### Instruction
Copy exactly the stretch of lines from the one holding "Trace the outline of every instance of the white" through the last line of the data below, inclusive. Leave out pictures.

### Given data

§

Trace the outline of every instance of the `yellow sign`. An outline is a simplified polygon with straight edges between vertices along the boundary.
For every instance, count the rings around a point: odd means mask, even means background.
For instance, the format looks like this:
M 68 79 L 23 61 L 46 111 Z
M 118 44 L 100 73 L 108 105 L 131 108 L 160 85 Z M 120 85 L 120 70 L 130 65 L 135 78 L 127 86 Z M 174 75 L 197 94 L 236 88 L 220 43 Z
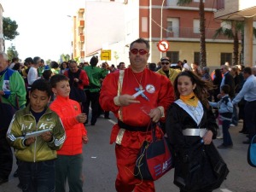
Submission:
M 111 50 L 102 50 L 101 51 L 101 60 L 102 61 L 111 61 Z

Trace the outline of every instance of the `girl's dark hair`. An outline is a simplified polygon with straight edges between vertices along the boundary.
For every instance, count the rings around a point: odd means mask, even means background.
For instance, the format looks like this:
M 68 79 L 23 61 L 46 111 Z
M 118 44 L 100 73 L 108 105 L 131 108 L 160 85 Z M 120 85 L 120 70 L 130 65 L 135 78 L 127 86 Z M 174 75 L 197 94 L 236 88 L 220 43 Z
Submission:
M 209 108 L 209 102 L 207 97 L 209 96 L 208 91 L 213 90 L 214 86 L 212 81 L 205 81 L 201 79 L 198 75 L 191 71 L 184 71 L 180 73 L 174 80 L 174 92 L 176 99 L 179 99 L 180 94 L 177 90 L 177 79 L 181 76 L 187 76 L 191 79 L 192 84 L 196 84 L 194 90 L 194 93 L 196 97 L 201 102 L 201 103 Z
M 51 67 L 51 68 L 58 68 L 59 67 L 59 64 L 56 62 L 56 61 L 51 61 L 50 63 L 49 63 L 49 67 Z
M 56 88 L 57 83 L 61 81 L 68 81 L 68 78 L 65 75 L 55 74 L 50 78 L 50 84 L 52 88 Z
M 13 70 L 17 71 L 17 70 L 19 70 L 20 67 L 20 62 L 16 62 L 15 65 L 13 67 Z
M 30 92 L 32 93 L 35 90 L 38 90 L 41 91 L 46 91 L 48 96 L 50 96 L 52 95 L 51 86 L 49 81 L 45 79 L 38 79 L 35 80 L 34 83 L 31 86 Z
M 61 70 L 63 70 L 63 69 L 64 69 L 64 67 L 63 67 L 63 64 L 66 64 L 66 66 L 67 66 L 67 68 L 68 67 L 68 63 L 67 63 L 67 61 L 63 61 L 63 62 L 61 62 L 61 66 L 60 66 L 60 68 L 61 68 Z

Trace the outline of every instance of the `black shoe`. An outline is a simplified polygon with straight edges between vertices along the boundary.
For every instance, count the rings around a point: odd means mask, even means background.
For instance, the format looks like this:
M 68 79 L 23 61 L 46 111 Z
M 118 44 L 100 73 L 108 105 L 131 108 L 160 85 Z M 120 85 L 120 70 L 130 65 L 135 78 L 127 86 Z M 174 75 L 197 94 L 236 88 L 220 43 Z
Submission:
M 247 139 L 247 141 L 243 141 L 242 143 L 244 143 L 244 144 L 250 144 L 251 141 L 249 139 Z
M 22 189 L 22 185 L 20 184 L 20 183 L 19 183 L 19 184 L 17 185 L 18 188 L 20 188 L 20 189 Z
M 233 145 L 224 145 L 221 144 L 219 146 L 217 147 L 218 148 L 233 148 Z
M 0 185 L 8 182 L 8 178 L 0 178 Z
M 16 170 L 16 171 L 15 172 L 14 177 L 18 177 L 18 170 Z

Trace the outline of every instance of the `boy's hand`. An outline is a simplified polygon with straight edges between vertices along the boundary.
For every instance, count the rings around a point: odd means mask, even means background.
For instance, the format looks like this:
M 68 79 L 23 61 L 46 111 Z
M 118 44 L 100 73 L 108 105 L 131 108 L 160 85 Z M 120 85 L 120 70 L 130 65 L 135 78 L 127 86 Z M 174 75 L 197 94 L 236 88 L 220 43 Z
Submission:
M 32 143 L 34 143 L 36 142 L 36 137 L 29 137 L 25 140 L 25 145 L 30 146 Z
M 83 136 L 82 140 L 83 140 L 84 144 L 87 144 L 87 143 L 89 142 L 87 136 Z
M 41 135 L 41 137 L 44 142 L 51 142 L 52 133 L 50 131 L 46 131 Z
M 76 117 L 79 123 L 84 123 L 87 119 L 87 115 L 85 113 L 80 113 Z

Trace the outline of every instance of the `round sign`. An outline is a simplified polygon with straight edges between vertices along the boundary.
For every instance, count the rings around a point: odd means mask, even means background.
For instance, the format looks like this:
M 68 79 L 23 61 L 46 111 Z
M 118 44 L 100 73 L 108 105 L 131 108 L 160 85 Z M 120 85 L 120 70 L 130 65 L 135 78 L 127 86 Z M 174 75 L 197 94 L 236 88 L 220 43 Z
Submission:
M 157 48 L 161 52 L 166 52 L 169 49 L 169 44 L 167 41 L 160 41 L 157 44 Z

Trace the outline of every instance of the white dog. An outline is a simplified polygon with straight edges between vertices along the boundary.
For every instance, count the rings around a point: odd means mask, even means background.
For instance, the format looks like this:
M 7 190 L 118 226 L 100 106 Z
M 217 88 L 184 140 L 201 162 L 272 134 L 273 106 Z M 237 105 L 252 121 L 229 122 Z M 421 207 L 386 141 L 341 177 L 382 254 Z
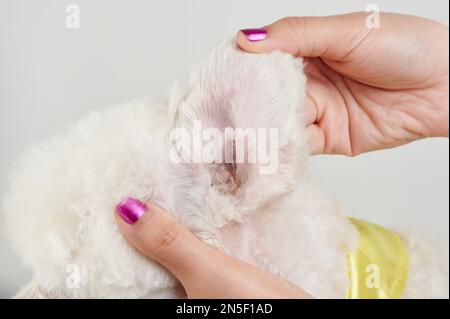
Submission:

§

### Exercise response
Trace the outline of every instance of the white dog. An outline is a simplified polygon with straight edges between vertices along the boundary.
For every instance, count the rings around a point: odd means mask, even means background.
For instance, the format looks like this:
M 7 190 L 118 226 L 100 106 Z
M 217 88 L 184 140 L 201 162 L 272 134 L 273 106 Z M 237 105 L 252 121 L 229 122 Z M 421 207 L 386 141 L 341 177 L 382 254 Z
Submission:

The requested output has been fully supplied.